• What to produce: An exact restatement of the data is required, with the images omitted.

Dataset entries:
_ _ _ _ _ _ _
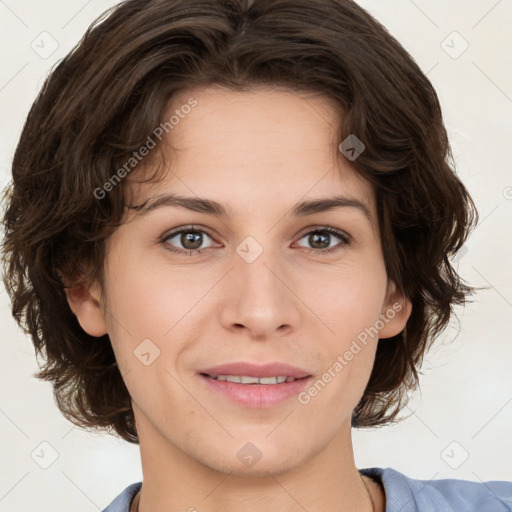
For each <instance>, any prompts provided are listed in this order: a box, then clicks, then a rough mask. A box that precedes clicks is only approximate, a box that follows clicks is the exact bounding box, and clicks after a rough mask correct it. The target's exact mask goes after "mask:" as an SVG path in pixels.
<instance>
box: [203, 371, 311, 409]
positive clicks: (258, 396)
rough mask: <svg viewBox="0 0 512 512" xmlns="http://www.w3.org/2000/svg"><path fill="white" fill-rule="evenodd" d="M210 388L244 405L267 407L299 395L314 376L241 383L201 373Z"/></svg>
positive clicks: (231, 399)
mask: <svg viewBox="0 0 512 512" xmlns="http://www.w3.org/2000/svg"><path fill="white" fill-rule="evenodd" d="M200 377H201V378H202V379H203V380H204V381H205V382H206V384H207V386H208V387H209V389H212V390H213V391H216V392H217V393H220V394H221V395H224V396H225V397H226V398H229V399H230V400H232V401H233V402H235V403H237V404H239V405H242V406H244V407H252V408H255V409H257V408H266V407H273V406H275V405H278V404H280V403H282V402H284V401H285V400H288V399H290V398H291V397H293V396H297V395H298V394H299V393H300V392H301V391H302V390H303V389H304V388H305V387H306V385H307V384H308V383H309V382H310V381H311V379H312V377H305V378H303V379H298V380H294V381H292V382H283V383H282V384H239V383H237V382H229V381H226V380H215V379H212V378H211V377H206V376H204V375H200Z"/></svg>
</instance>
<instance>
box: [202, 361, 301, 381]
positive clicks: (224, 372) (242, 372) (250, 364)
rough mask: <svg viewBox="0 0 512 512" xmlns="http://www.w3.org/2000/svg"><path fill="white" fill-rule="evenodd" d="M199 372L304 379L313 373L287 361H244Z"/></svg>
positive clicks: (217, 373) (210, 367)
mask: <svg viewBox="0 0 512 512" xmlns="http://www.w3.org/2000/svg"><path fill="white" fill-rule="evenodd" d="M198 373H206V374H208V375H246V376H247V377H274V376H279V375H280V376H286V377H294V378H295V379H302V378H304V377H308V376H309V375H311V374H310V373H309V372H307V371H306V370H303V369H302V368H298V367H297V366H292V365H289V364H286V363H279V362H276V363H267V364H263V365H258V364H254V363H247V362H244V361H237V362H234V363H226V364H221V365H219V366H212V367H210V368H205V369H203V370H199V372H198Z"/></svg>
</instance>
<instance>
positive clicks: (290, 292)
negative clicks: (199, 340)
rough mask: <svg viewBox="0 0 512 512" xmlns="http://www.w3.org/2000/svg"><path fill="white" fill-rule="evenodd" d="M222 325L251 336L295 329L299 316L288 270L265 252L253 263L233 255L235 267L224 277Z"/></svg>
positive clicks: (254, 338) (291, 278)
mask: <svg viewBox="0 0 512 512" xmlns="http://www.w3.org/2000/svg"><path fill="white" fill-rule="evenodd" d="M226 277H227V279H226V282H225V283H224V293H225V294H226V297H225V298H226V300H225V301H224V307H223V311H222V318H221V321H222V324H223V326H224V328H226V329H228V330H230V331H233V332H235V333H237V334H241V333H244V334H245V335H246V336H248V337H250V338H251V339H254V340H258V341H263V340H265V339H269V338H270V339H271V338H275V337H276V336H282V335H285V334H288V333H290V332H292V331H293V330H296V329H297V328H298V325H299V322H300V321H301V315H300V312H299V305H300V303H301V301H300V299H299V298H298V297H297V296H296V295H295V294H294V292H293V288H294V283H293V278H292V277H291V273H290V272H286V271H285V270H283V265H280V264H278V262H277V261H276V260H275V259H272V260H270V259H269V257H268V256H267V255H266V253H265V252H264V253H263V254H262V255H260V256H259V257H258V258H257V259H256V260H255V261H253V262H252V263H248V262H246V261H244V260H243V259H242V258H240V257H238V255H234V268H233V270H232V271H231V272H229V274H228V276H226Z"/></svg>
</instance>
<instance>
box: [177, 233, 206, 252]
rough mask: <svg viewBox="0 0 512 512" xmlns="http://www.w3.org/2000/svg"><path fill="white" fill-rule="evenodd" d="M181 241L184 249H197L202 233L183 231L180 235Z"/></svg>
_ _ _ _ _ _ _
• Output of the task:
For each <instance>, any prompts provided are listed in this order: a box, then clicks, then a rough mask. A box that precedes clicks is only approximate, a box that follows clicks is the exact bounding box, and clicks after a rough mask correct it. The target's exact mask goes after "mask:" as an SVG path in pixels.
<instance>
box: [203, 371, 311, 409]
positive clicks: (258, 396)
rough mask: <svg viewBox="0 0 512 512" xmlns="http://www.w3.org/2000/svg"><path fill="white" fill-rule="evenodd" d="M210 388L244 405L267 407L299 395L314 376L241 383L201 373Z"/></svg>
positive clicks: (231, 399)
mask: <svg viewBox="0 0 512 512" xmlns="http://www.w3.org/2000/svg"><path fill="white" fill-rule="evenodd" d="M200 377H201V378H202V379H203V380H204V381H205V382H206V384H207V386H208V387H209V389H212V390H213V391H216V392H217V393H220V394H221V395H224V396H225V397H226V398H229V399H230V400H232V401H233V402H235V403H237V404H239V405H242V406H244V407H252V408H255V409H257V408H266V407H273V406H275V405H278V404H280V403H282V402H284V401H285V400H288V399H290V398H291V397H293V396H297V395H298V394H299V393H300V392H301V391H302V390H303V389H304V388H305V387H306V385H307V384H308V383H309V382H310V381H311V379H312V377H305V378H303V379H298V380H294V381H292V382H283V383H282V384H239V383H237V382H229V381H226V380H215V379H212V378H211V377H206V376H204V375H200Z"/></svg>
</instance>
<instance>
box: [202, 361, 301, 381]
positive clicks: (224, 372) (242, 372) (250, 364)
rough mask: <svg viewBox="0 0 512 512" xmlns="http://www.w3.org/2000/svg"><path fill="white" fill-rule="evenodd" d="M199 372L304 379L313 373L287 361H244Z"/></svg>
positive clicks: (217, 373) (210, 367)
mask: <svg viewBox="0 0 512 512" xmlns="http://www.w3.org/2000/svg"><path fill="white" fill-rule="evenodd" d="M198 373H206V374H208V375H246V376H247V377H274V376H279V375H280V376H286V377H294V378H295V379H302V378H304V377H308V376H309V375H311V374H310V373H309V372H307V371H306V370H303V369H302V368H298V367H297V366H292V365H289V364H286V363H279V362H276V363H267V364H263V365H258V364H254V363H247V362H244V361H237V362H234V363H226V364H221V365H219V366H212V367H210V368H205V369H203V370H199V372H198Z"/></svg>
</instance>
<instance>
positive clicks: (290, 292)
negative clicks: (199, 340)
rough mask: <svg viewBox="0 0 512 512" xmlns="http://www.w3.org/2000/svg"><path fill="white" fill-rule="evenodd" d="M222 325L251 336L295 329L299 316L288 270L265 252L253 263L233 255L235 267L224 277Z"/></svg>
positive clicks: (254, 338) (291, 278)
mask: <svg viewBox="0 0 512 512" xmlns="http://www.w3.org/2000/svg"><path fill="white" fill-rule="evenodd" d="M226 277H227V279H226V282H225V283H224V293H225V294H226V297H225V298H226V300H225V301H224V307H223V311H222V318H221V321H222V324H223V326H224V328H226V329H228V330H230V331H233V332H235V333H237V334H241V333H244V334H245V335H246V336H248V337H250V338H251V339H254V340H258V341H263V340H265V339H269V338H270V339H271V338H275V337H276V336H282V335H285V334H288V333H290V332H292V331H293V330H296V329H297V328H298V325H299V322H300V321H301V315H300V312H299V305H300V303H301V301H300V299H299V298H298V297H297V296H296V295H295V294H294V292H293V288H294V283H293V278H292V277H291V273H290V272H286V271H285V270H283V265H280V264H278V262H277V261H276V260H275V259H272V260H270V259H269V257H268V256H267V255H266V253H265V252H264V253H263V254H262V255H260V256H259V257H258V258H257V259H256V260H255V261H253V262H252V263H248V262H246V261H244V260H243V259H242V258H240V257H238V255H234V268H233V270H232V271H231V272H229V274H228V276H226Z"/></svg>
</instance>
<instance>
box: [177, 233, 206, 252]
rough mask: <svg viewBox="0 0 512 512" xmlns="http://www.w3.org/2000/svg"><path fill="white" fill-rule="evenodd" d="M181 241L184 249H197L202 233L183 231L180 235Z"/></svg>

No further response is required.